= Beginning of Section =

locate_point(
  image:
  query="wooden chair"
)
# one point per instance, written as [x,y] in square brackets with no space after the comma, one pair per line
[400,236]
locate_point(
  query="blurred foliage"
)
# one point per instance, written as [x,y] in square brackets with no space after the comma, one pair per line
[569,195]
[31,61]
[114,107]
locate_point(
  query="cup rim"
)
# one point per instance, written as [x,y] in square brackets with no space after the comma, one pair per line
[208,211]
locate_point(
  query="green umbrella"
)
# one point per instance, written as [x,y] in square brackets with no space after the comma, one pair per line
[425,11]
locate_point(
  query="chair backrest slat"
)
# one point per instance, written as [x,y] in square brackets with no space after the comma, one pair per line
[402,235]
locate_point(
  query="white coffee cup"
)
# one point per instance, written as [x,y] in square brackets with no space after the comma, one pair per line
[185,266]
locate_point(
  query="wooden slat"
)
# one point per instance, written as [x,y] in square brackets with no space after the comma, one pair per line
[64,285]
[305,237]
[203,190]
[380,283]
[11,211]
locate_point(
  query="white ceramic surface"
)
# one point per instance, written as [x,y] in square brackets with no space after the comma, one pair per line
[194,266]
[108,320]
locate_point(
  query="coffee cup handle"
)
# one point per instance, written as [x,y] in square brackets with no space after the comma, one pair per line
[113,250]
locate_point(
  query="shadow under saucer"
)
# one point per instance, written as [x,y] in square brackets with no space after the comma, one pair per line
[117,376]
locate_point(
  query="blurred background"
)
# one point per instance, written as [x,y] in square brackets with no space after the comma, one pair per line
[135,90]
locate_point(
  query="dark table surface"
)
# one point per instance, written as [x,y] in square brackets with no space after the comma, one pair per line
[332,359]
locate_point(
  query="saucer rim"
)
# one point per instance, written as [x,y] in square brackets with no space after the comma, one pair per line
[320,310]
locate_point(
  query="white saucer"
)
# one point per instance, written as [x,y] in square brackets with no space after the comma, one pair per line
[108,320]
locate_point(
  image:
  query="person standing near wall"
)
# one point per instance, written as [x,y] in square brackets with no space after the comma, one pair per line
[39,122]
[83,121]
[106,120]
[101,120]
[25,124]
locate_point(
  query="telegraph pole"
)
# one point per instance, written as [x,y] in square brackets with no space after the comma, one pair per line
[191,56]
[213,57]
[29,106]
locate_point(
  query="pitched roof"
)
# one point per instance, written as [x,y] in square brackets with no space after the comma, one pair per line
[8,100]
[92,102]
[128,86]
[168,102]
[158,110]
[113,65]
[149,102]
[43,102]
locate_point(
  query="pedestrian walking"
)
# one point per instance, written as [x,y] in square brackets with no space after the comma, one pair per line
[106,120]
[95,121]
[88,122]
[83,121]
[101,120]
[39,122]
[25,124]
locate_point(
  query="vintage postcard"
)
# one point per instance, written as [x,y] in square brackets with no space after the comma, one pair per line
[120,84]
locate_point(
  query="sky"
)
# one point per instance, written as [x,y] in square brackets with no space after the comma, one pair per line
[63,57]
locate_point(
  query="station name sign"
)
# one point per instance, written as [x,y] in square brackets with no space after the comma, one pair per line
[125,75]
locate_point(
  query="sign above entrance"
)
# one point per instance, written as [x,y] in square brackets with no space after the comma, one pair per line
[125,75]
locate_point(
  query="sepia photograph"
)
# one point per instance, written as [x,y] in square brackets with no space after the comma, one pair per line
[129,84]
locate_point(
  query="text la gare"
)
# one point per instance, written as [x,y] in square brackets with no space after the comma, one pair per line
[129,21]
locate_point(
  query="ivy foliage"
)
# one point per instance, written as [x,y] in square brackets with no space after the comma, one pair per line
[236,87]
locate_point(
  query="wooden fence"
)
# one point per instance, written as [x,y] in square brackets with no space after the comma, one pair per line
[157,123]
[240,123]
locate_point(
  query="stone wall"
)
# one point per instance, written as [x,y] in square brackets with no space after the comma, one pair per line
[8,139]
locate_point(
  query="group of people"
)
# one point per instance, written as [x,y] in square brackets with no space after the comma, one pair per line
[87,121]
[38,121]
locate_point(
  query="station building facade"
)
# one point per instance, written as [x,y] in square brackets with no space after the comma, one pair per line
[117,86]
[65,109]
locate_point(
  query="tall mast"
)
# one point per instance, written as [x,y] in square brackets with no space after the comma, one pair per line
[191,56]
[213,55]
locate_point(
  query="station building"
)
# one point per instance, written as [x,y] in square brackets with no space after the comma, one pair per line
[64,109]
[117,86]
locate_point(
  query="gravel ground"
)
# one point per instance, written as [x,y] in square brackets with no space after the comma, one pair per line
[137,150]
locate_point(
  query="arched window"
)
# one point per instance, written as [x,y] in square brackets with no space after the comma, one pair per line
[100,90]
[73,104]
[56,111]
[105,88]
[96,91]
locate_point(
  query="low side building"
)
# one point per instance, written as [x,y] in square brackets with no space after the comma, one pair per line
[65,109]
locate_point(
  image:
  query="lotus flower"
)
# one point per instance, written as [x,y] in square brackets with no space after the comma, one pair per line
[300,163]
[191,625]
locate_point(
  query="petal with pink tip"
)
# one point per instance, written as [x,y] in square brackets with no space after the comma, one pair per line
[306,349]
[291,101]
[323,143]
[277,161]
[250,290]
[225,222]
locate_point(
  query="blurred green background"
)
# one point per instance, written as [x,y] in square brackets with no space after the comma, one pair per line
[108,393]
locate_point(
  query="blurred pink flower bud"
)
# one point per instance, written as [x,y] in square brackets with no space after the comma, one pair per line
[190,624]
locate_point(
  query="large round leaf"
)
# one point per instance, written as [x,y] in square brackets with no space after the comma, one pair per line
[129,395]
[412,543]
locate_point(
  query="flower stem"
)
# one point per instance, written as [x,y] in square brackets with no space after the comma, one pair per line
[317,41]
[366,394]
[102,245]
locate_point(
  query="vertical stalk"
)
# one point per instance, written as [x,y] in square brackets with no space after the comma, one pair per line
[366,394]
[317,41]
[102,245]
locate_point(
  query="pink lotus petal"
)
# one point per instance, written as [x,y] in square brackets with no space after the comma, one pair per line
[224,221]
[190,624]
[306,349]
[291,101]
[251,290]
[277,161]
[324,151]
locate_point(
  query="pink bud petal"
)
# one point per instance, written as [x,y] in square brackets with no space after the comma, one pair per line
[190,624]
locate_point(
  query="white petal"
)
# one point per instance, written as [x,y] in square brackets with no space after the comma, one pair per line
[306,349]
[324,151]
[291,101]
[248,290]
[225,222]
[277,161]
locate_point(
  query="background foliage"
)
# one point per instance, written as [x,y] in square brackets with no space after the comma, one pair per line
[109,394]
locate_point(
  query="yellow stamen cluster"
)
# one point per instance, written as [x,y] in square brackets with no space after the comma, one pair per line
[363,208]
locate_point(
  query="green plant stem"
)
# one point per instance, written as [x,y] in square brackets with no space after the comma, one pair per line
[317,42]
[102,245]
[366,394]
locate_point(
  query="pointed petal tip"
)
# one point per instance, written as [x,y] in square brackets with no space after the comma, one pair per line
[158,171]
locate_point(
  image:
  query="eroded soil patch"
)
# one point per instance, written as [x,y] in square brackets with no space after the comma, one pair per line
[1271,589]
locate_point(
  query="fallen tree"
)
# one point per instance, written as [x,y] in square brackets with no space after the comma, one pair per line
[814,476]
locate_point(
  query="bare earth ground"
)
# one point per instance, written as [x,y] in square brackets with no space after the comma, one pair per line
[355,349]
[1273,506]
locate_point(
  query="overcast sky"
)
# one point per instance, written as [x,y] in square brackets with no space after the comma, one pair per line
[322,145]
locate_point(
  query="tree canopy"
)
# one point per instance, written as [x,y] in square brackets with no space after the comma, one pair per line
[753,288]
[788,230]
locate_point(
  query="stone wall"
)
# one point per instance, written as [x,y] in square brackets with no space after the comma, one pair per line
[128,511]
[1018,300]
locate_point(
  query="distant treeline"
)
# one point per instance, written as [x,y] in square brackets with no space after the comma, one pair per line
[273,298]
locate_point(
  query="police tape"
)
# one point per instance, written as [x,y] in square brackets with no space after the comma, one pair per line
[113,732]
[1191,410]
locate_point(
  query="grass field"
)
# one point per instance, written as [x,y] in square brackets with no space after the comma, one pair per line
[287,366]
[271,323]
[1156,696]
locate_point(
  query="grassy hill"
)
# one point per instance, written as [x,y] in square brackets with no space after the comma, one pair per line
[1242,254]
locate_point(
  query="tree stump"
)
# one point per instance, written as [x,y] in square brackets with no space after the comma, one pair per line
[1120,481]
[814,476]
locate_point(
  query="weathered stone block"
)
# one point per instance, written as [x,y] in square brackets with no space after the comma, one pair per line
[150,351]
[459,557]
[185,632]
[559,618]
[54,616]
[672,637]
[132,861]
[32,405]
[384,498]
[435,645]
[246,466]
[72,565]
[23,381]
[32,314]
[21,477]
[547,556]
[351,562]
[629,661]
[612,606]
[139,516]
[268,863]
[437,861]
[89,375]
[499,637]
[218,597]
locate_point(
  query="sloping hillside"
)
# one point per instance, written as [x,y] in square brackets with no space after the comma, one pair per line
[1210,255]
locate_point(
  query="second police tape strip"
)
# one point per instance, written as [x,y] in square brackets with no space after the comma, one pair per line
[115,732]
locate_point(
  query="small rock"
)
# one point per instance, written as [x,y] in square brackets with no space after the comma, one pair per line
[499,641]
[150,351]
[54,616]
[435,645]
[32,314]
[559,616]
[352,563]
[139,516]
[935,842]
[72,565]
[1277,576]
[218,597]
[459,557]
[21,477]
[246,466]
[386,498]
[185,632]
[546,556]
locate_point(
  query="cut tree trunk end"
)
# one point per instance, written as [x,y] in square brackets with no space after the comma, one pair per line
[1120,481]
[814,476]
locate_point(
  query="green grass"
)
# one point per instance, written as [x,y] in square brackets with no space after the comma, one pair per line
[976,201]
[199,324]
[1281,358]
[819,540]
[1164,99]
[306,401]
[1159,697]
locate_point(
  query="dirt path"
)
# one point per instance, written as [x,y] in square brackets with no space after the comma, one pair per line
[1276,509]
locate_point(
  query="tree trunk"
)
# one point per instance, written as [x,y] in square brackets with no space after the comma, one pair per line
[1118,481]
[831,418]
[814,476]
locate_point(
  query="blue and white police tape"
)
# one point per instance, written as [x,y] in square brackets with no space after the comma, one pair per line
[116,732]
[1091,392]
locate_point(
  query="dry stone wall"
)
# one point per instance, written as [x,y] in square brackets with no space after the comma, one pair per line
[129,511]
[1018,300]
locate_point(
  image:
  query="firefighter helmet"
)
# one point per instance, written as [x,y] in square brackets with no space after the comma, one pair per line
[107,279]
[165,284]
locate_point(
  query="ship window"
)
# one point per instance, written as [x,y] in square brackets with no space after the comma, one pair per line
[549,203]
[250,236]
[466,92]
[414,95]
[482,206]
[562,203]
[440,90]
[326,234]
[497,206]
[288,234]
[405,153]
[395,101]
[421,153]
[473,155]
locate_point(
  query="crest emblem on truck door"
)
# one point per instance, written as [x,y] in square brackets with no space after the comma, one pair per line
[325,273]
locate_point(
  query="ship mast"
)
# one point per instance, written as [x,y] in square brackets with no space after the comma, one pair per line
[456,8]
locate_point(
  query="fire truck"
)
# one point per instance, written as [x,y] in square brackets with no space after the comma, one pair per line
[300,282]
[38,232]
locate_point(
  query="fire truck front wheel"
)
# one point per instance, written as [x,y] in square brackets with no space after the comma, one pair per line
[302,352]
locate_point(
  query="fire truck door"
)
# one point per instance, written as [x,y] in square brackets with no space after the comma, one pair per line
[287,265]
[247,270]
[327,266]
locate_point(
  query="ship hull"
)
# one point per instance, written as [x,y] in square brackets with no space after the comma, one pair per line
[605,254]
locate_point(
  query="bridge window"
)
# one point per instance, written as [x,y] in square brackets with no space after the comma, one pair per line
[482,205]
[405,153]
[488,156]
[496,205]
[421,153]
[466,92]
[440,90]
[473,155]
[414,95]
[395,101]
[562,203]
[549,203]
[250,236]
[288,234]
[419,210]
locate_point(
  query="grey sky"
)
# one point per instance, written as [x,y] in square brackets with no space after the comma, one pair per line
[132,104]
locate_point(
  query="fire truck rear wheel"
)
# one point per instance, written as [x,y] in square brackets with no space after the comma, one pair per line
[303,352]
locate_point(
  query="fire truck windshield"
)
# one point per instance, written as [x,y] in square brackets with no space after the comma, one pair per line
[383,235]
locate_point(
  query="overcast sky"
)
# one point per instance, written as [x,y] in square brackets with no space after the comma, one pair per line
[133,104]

= End of Section =

INSTRUCTIONS FOR THE TASK
Only a number should come back: the count of lines above that include "ship".

SOLUTION
3